### REQUEST
Copy out, unchanged, the lines of the items below from the one containing "Which spot lies innermost in each instance of the car wheel?" through the last line of the items.

### ENTRIES PROVIDED
◇ ◇ ◇ ◇ ◇

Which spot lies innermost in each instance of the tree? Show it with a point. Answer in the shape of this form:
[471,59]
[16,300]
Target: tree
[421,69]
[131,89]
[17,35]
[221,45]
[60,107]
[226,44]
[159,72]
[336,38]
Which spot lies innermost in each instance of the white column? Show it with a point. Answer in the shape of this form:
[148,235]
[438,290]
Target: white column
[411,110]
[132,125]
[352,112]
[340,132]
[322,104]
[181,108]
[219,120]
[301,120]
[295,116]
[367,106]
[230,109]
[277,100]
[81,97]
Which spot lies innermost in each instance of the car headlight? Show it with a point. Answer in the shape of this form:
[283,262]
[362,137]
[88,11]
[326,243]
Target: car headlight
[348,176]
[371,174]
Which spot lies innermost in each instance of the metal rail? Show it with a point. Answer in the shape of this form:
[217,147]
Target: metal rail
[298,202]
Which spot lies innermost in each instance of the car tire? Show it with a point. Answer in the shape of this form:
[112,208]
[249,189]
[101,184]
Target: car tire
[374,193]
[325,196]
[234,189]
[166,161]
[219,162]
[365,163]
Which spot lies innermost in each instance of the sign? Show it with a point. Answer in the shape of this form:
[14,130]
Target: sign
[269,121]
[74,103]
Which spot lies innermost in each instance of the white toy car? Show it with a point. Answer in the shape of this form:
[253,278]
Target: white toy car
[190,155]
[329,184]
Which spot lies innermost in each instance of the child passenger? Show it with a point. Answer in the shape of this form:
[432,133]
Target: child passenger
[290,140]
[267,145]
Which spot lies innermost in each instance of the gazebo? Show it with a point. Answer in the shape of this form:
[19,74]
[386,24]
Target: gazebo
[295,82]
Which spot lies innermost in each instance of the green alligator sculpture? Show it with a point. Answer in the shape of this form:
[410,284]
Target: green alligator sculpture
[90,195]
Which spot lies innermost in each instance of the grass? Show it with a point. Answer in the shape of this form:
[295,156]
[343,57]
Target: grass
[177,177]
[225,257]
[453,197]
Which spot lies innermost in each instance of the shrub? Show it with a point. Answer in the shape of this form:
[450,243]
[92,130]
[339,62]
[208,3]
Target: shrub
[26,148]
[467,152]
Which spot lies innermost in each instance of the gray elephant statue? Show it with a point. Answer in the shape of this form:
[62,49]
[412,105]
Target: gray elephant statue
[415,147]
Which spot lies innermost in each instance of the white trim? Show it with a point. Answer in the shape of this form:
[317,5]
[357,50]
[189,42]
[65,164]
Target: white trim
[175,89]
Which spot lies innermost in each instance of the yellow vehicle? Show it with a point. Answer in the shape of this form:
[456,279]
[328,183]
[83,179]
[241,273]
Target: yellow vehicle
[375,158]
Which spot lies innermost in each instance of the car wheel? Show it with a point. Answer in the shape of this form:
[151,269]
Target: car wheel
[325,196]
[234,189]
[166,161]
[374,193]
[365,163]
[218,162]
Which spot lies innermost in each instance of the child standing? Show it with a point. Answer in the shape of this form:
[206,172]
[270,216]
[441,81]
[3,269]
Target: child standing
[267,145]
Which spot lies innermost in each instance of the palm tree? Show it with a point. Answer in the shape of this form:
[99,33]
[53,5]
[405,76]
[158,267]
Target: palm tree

◇ ◇ ◇ ◇ ◇

### RESULT
Which spot lies innermost in each instance of the car wheel? Show it with a point. Answer in the shape of this form:
[151,269]
Target: car wheel
[325,196]
[234,189]
[166,161]
[374,193]
[365,163]
[218,162]
Which spot lies innermost in each instance of the child standing? Show it with a point. Answer in the shape of this form:
[206,172]
[270,216]
[441,81]
[3,269]
Target: child standing
[267,145]
Which spot lies innermost in each instance of the palm tree? Show it with a point. Answer in the shape of this form:
[99,33]
[53,5]
[405,76]
[158,267]
Target: palm tree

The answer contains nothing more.